Carry over every line of the material below, from the line holding "of the white" through the last line, inclusive, and add 45 to each x and y coordinate in the answers.

○ ○ ○

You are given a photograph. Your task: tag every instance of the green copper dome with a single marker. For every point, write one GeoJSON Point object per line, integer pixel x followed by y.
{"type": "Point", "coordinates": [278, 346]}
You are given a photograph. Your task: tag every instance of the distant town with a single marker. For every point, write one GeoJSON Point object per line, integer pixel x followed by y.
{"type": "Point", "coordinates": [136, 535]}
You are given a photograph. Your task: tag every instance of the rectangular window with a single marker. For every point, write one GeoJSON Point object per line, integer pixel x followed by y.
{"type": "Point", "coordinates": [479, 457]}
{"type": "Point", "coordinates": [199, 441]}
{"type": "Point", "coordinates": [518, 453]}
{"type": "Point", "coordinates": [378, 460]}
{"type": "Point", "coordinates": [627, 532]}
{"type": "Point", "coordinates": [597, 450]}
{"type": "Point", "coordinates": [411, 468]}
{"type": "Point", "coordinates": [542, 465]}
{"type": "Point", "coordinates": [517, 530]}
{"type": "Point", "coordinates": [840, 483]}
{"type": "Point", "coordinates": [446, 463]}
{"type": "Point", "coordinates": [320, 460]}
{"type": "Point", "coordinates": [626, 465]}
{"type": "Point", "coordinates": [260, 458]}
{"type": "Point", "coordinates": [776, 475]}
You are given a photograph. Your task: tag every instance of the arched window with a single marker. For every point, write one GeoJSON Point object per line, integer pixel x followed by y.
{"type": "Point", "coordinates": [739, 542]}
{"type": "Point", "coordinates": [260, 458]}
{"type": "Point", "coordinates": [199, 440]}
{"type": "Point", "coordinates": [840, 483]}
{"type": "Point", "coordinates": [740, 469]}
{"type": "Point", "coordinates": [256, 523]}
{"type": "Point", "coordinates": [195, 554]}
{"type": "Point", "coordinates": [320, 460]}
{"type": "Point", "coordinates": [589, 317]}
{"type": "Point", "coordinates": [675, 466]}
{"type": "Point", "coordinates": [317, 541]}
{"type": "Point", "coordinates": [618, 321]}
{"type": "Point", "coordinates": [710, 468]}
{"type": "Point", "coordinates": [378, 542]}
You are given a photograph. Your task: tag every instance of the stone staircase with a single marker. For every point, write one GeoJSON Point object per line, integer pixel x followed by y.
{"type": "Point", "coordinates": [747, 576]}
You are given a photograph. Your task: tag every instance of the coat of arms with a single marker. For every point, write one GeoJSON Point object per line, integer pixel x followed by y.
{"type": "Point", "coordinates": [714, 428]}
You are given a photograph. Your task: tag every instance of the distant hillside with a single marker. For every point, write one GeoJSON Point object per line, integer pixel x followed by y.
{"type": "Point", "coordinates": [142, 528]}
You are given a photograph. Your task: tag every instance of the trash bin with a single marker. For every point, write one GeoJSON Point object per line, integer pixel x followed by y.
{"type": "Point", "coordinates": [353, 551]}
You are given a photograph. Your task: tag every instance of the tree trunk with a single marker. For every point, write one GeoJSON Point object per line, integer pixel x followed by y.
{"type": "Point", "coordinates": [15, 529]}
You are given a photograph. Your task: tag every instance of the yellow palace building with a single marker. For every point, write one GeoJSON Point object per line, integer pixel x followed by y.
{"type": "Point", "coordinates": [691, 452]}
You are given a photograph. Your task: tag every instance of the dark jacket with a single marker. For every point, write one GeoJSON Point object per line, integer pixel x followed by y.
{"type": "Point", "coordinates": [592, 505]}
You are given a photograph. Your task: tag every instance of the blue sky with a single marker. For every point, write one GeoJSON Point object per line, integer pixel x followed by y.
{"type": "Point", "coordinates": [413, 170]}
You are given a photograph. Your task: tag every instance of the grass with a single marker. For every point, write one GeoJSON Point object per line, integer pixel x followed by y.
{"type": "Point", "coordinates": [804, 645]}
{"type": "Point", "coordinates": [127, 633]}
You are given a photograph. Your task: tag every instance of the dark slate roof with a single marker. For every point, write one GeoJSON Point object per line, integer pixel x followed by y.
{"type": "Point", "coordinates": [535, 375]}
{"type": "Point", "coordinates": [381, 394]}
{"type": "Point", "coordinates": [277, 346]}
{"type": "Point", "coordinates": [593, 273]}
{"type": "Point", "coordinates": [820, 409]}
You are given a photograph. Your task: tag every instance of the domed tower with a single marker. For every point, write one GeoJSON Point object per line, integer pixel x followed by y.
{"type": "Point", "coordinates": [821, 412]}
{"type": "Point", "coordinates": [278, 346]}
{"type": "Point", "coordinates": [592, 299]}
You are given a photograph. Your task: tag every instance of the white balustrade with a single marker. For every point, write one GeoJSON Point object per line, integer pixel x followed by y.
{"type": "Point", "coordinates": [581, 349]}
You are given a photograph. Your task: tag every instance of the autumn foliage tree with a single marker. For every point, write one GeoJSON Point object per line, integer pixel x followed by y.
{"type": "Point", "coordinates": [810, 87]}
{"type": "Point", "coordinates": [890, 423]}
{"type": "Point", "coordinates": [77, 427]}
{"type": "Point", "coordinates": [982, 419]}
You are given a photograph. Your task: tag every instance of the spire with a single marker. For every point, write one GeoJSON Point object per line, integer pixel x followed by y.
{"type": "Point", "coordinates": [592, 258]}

○ ○ ○

__Solution__.
You are given a photograph. Your task: tag every instance of the white balustrade with a single marker. For every point, write one GeoJSON Point object per line, integer pixel x followed by y.
{"type": "Point", "coordinates": [626, 394]}
You are given a photograph. Your task: tag every instance of the autumn foliage tree with a single marker. For every point, write one GeoJSON Point object per line, integer pixel x followed by y.
{"type": "Point", "coordinates": [855, 132]}
{"type": "Point", "coordinates": [935, 468]}
{"type": "Point", "coordinates": [122, 472]}
{"type": "Point", "coordinates": [1027, 464]}
You are given a photograph. Your task: tag every instance of the spire with a single marker. For every point, write one GeoJSON Point object per line, integer pixel x followed by y.
{"type": "Point", "coordinates": [637, 303]}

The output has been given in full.